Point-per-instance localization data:
*****
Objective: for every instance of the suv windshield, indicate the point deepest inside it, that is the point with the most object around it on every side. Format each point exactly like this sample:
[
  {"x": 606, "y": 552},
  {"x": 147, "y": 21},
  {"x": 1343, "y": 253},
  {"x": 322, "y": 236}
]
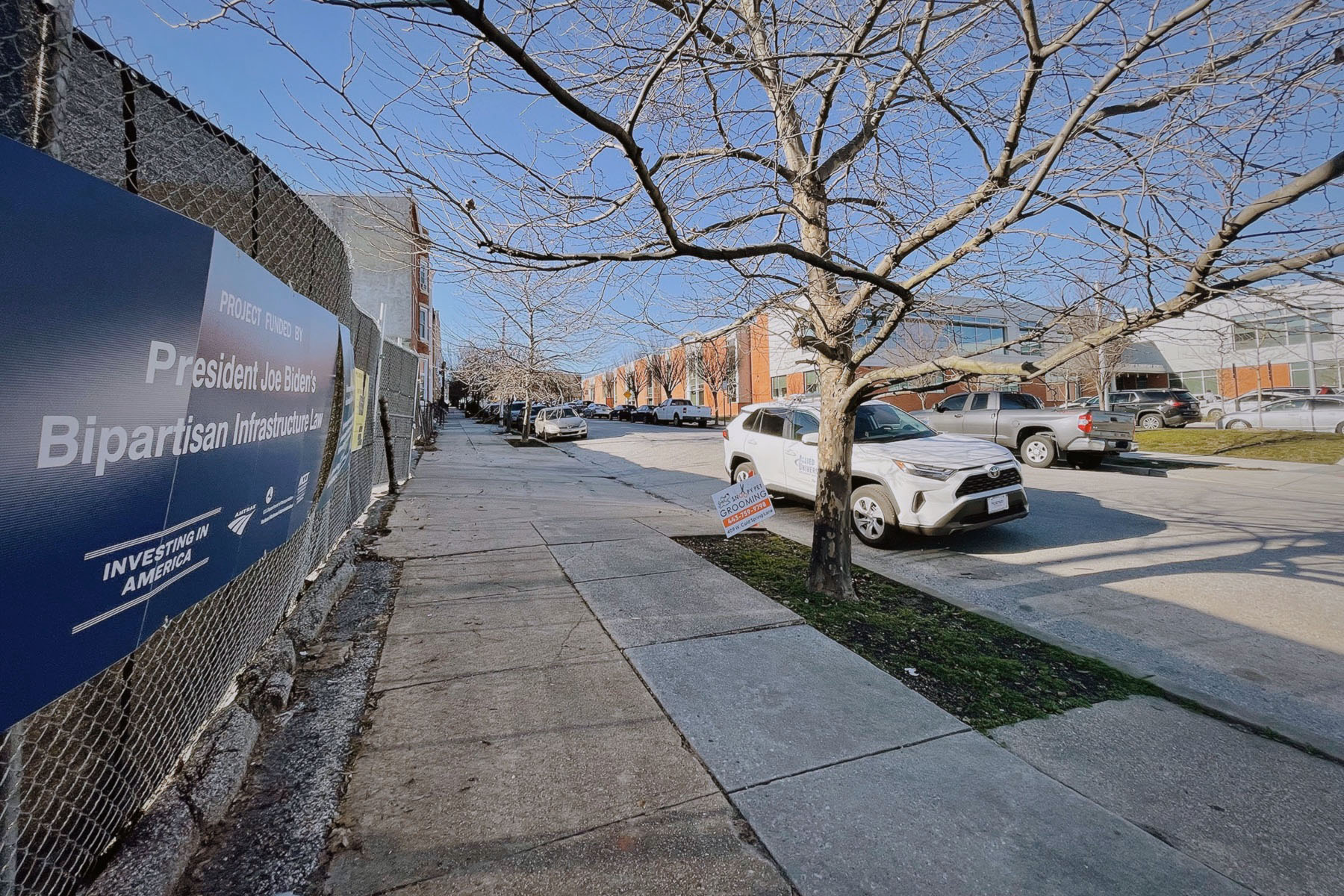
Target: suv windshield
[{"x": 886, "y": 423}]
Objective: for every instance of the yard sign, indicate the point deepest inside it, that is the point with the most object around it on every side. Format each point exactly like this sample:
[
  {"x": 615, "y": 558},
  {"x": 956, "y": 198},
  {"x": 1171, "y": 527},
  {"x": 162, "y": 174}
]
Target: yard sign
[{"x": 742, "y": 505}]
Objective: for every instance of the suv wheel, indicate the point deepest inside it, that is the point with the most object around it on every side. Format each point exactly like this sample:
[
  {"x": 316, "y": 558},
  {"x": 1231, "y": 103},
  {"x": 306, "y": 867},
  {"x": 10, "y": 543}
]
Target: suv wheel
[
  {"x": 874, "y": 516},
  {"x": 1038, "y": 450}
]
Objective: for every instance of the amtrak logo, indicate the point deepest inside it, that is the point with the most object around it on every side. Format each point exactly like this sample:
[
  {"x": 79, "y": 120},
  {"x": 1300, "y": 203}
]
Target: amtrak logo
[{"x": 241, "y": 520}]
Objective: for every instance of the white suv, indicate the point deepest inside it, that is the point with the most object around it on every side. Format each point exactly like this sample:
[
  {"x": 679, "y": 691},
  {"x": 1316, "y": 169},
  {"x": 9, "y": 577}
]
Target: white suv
*****
Goal of the exercise: Images stay out, but the rest of the records must be retyped exactly.

Task answer:
Objective: for every instance of the suv windshield, indicate the point deepest inside it, that is the point with the most object around it on every side. Format each point exactly like this sample:
[
  {"x": 606, "y": 552},
  {"x": 147, "y": 21},
  {"x": 1343, "y": 253},
  {"x": 322, "y": 236}
]
Target: suv windshield
[{"x": 886, "y": 423}]
Objective: for every instance of the yard sign, indicate the point deepest inside it, that is the point with the most object around it on every side. Format each point exactly like this sample:
[
  {"x": 615, "y": 558},
  {"x": 956, "y": 198},
  {"x": 1171, "y": 527},
  {"x": 162, "y": 174}
]
Target: yard sign
[{"x": 742, "y": 505}]
Objective: for every instance of the suv wheel, indicate the point deepest inside it, that is the point with the most object around it on every side. Format each point exactly like this sample:
[
  {"x": 316, "y": 558},
  {"x": 1231, "y": 103},
  {"x": 306, "y": 867},
  {"x": 10, "y": 543}
]
Target: suv wheel
[
  {"x": 874, "y": 516},
  {"x": 1038, "y": 450}
]
Objective: for every instance of the amtrak logo, indicate the point deepest inside it, that is the point with the most object around it on every side. Format each point exactly like this sample:
[
  {"x": 79, "y": 120},
  {"x": 1300, "y": 203}
]
Target: amtrak logo
[{"x": 241, "y": 520}]
Objective: for every instance of the white suv, indicate the point deepest inside it, that is the point with the most object around it on every side. Format each point exactly like this sample:
[
  {"x": 679, "y": 691},
  {"x": 1316, "y": 169},
  {"x": 9, "y": 577}
]
Target: white suv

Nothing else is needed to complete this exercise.